— Description of the task —
Transcribe the lines of the records starting with the one that has "Could you point to the green" in it and ending with the last, and transcribe nothing else.

┌────────

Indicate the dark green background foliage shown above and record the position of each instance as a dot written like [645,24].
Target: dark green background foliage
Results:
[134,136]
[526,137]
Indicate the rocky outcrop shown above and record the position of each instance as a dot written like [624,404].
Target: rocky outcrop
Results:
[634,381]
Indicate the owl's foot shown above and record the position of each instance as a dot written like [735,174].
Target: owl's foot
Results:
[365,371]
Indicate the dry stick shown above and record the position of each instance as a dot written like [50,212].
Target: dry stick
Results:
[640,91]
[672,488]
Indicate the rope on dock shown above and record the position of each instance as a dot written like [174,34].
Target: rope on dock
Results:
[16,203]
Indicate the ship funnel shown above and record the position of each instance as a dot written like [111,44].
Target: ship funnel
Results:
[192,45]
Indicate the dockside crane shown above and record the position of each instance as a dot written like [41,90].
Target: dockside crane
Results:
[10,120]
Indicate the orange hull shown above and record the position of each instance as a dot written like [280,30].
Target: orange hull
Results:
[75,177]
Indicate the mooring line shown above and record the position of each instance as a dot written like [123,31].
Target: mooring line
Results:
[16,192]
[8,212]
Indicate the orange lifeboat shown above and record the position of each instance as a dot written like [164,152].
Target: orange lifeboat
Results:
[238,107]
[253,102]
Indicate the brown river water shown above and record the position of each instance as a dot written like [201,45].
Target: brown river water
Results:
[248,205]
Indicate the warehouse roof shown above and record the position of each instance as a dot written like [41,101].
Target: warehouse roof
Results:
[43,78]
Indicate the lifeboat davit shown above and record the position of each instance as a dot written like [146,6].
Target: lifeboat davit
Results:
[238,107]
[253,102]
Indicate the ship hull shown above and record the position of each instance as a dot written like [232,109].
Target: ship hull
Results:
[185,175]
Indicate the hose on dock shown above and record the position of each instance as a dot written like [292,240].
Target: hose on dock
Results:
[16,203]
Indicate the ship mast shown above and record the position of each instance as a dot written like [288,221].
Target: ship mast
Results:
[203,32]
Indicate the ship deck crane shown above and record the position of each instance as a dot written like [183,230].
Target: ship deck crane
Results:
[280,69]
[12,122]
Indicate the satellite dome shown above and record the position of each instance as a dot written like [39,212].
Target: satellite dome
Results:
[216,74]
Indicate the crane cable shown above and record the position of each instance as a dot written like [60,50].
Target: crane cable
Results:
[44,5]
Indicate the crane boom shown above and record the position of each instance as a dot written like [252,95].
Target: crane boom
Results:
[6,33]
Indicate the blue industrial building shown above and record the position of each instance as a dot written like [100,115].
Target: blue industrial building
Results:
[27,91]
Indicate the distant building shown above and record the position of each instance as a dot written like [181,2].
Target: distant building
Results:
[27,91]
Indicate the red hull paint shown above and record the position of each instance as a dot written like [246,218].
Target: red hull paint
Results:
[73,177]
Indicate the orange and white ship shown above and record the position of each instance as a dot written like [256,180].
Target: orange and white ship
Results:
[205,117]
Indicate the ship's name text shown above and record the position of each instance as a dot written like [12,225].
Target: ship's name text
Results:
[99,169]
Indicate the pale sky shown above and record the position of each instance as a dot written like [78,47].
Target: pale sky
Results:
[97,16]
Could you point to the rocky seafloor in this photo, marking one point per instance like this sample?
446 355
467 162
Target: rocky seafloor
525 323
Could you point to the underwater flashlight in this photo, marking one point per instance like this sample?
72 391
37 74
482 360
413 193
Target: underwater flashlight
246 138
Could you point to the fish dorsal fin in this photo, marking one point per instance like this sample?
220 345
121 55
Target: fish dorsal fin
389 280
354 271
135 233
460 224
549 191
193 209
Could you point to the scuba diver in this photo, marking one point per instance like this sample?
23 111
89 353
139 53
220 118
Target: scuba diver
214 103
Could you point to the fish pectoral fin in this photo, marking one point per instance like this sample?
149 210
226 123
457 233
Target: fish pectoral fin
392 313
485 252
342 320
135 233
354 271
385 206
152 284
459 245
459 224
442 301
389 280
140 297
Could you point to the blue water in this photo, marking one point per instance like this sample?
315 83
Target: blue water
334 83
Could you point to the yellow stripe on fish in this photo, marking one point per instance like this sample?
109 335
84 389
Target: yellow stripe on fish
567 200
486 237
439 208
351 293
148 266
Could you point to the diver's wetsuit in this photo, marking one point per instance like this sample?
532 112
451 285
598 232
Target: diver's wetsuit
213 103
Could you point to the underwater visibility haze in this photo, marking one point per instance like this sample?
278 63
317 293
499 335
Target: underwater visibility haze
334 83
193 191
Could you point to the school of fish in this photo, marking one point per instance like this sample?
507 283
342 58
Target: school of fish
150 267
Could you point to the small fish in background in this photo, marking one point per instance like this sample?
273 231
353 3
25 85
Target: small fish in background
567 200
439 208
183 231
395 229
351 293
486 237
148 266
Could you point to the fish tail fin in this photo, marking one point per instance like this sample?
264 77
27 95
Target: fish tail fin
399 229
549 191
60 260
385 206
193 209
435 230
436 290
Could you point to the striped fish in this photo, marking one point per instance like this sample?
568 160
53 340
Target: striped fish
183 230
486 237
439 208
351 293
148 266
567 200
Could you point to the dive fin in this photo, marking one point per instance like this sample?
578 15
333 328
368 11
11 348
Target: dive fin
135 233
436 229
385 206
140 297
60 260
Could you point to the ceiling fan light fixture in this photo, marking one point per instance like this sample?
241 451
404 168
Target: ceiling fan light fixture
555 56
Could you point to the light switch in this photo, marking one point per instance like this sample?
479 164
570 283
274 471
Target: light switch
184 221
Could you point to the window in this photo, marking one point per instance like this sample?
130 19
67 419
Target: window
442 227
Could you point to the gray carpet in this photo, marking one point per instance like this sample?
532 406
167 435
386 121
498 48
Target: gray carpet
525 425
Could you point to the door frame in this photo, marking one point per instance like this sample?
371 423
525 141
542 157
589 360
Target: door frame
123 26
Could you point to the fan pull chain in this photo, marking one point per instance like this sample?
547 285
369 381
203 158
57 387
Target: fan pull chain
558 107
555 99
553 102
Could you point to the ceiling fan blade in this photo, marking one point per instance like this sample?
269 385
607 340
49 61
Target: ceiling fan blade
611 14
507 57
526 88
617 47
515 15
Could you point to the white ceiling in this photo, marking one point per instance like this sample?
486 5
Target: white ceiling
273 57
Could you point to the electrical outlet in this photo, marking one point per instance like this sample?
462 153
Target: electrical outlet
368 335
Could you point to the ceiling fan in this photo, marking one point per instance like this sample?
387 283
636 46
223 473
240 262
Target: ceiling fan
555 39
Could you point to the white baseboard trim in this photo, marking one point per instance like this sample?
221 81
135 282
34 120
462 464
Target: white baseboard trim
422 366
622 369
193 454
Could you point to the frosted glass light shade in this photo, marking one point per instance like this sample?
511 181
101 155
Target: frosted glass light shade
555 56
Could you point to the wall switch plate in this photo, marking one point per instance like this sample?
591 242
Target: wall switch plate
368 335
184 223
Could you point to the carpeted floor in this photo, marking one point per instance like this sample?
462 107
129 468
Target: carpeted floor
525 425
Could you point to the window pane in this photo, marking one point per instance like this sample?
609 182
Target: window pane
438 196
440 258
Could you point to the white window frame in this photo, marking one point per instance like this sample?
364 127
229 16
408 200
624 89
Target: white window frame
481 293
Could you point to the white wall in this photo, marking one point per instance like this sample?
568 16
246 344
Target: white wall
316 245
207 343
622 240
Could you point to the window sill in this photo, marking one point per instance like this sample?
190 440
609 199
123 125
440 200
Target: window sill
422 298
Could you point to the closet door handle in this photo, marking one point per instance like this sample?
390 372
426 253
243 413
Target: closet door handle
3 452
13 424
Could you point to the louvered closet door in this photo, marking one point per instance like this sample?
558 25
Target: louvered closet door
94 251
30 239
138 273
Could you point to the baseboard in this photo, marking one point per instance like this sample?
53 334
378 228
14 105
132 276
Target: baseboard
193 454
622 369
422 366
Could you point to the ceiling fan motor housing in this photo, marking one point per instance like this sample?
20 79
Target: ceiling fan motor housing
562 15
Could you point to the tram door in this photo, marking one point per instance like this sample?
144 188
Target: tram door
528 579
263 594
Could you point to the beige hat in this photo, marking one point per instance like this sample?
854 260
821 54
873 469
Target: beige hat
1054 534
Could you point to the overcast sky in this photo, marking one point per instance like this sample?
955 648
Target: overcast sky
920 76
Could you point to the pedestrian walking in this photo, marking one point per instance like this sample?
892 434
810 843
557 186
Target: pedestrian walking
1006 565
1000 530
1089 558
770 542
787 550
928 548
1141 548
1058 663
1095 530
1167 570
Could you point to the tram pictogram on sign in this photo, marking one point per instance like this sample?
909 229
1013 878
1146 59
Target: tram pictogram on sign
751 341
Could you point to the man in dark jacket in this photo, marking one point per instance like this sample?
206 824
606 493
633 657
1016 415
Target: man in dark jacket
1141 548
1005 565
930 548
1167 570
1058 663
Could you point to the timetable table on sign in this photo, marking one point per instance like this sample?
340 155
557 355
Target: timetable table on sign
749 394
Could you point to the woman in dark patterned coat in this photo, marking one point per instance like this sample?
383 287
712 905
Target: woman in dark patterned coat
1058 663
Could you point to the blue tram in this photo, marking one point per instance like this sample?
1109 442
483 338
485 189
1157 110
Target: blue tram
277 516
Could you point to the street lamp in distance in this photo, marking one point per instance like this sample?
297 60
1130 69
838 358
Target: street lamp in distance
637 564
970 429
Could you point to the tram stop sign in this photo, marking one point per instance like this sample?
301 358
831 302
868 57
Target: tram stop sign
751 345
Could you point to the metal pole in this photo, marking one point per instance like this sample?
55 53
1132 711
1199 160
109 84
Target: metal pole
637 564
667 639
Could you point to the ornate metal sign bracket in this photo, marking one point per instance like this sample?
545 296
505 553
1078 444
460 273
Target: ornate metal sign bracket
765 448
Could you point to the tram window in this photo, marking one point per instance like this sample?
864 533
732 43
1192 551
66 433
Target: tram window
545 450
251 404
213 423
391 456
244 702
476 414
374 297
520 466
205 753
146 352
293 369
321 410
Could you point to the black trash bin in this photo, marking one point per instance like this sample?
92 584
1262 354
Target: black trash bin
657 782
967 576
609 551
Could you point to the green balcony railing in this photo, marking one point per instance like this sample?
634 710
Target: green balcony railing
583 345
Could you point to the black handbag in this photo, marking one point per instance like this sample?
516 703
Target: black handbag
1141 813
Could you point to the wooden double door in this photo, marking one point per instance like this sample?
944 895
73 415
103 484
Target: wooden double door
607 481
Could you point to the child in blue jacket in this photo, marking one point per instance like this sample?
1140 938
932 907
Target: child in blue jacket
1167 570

└────────

— The answer —
Could you point to the green balcony railing in this photo, marking one point per instance like this sample?
634 710
Target: green balcony railing
583 345
Could you point to the black handbag in this photo, marking one point per instance like this sample?
516 703
Target: black handbag
1141 813
Could you point to the wooden double door in this photo, marking one point per instance like this sample?
944 895
73 415
103 484
Target: wooden double door
607 481
Could you point to the child in blue jacket in this photo, marking one point per instance like this sample?
1140 938
932 907
Target: child in blue jacket
1167 570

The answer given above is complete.